Could you reproduce every one of the rows below word for word, in the same order, with nothing changed?

+++ SUPPLIED MATERIAL +++

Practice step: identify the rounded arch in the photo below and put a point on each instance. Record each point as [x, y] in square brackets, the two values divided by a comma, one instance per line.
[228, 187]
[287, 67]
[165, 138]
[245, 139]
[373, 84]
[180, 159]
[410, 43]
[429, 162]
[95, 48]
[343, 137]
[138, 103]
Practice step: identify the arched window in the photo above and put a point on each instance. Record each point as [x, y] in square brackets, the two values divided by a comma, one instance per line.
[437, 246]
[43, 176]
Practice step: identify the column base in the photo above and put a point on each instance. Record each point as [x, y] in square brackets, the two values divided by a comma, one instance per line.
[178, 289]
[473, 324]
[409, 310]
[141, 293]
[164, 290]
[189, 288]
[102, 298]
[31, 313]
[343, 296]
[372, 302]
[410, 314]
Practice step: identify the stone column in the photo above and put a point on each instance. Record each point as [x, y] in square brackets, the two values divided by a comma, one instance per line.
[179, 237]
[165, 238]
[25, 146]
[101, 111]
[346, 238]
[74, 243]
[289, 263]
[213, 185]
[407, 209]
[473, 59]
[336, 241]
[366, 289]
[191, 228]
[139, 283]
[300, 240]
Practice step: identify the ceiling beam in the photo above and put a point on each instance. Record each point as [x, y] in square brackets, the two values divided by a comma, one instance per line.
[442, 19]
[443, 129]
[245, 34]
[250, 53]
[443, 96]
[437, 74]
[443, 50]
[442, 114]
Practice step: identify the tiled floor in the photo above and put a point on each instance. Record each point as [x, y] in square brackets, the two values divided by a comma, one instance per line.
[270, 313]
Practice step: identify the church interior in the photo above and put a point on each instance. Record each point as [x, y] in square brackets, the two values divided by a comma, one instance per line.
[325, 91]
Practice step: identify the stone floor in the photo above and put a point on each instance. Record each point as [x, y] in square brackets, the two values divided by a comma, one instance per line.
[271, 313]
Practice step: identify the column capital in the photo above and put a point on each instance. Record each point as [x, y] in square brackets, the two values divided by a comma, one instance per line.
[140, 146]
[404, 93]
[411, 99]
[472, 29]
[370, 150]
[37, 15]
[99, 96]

+++

**FINISHED ANSWER**
Practice step: identify the rounded arch in the photo below and put a point on each instance. Record each point as [x, y] in square brackets, the two values divided by a comma, one instance per line.
[228, 187]
[287, 67]
[165, 138]
[245, 139]
[373, 84]
[180, 159]
[410, 43]
[429, 162]
[95, 48]
[343, 137]
[138, 103]
Practice step: identify the arched window in the photo above and put a point on each instance. Record each point as [x, y] in square brackets, the two values divided by a comma, one instance per line.
[437, 246]
[43, 176]
Practice step: identify the column base in the photo above and put a point on each instance. Record each point as [x, y] in square brackets, the two values divided by a comma, one instance per line.
[178, 289]
[473, 324]
[409, 310]
[141, 293]
[164, 290]
[189, 288]
[102, 298]
[31, 313]
[343, 296]
[372, 302]
[410, 314]
Practice step: identify the stone column in the photo above and put a point on each instance. Record each point as [x, y] in square brackets, the two values divided by a comma, one instance per line.
[179, 237]
[165, 238]
[25, 146]
[101, 111]
[346, 238]
[74, 243]
[289, 263]
[213, 185]
[407, 209]
[473, 59]
[336, 241]
[366, 289]
[191, 228]
[139, 283]
[300, 240]
Practice step: identify the ceiling beam in the photo above and put a point on each instance. Record each point as [x, y] in square brackets, the two values divided by a comma, one instance per line.
[442, 19]
[443, 129]
[245, 34]
[250, 53]
[443, 96]
[437, 74]
[443, 50]
[442, 114]
Practice step: identify the tiled floor in the photo above and put a point on each instance. Record each point as [x, y] in square brackets, the two values divided by a comma, one instance per line.
[270, 313]
Practice step: identify the church interior in the photo above and put a point on each instance. Record each point as [x, y] in square brackets, the two values divided by a comma, one instance per line.
[325, 91]
Practice step: identify the stone floor in the photo above and put a point on each instance. Record each point as [x, y] in square brackets, the two values divided by a comma, one instance per line.
[271, 313]
Practice step: identify the column capital in the photo above and put a point on each instance. Record each point as [x, y] in square brackets, the two values divided by a comma, one instance per line.
[140, 146]
[404, 93]
[411, 99]
[472, 29]
[370, 150]
[37, 15]
[99, 96]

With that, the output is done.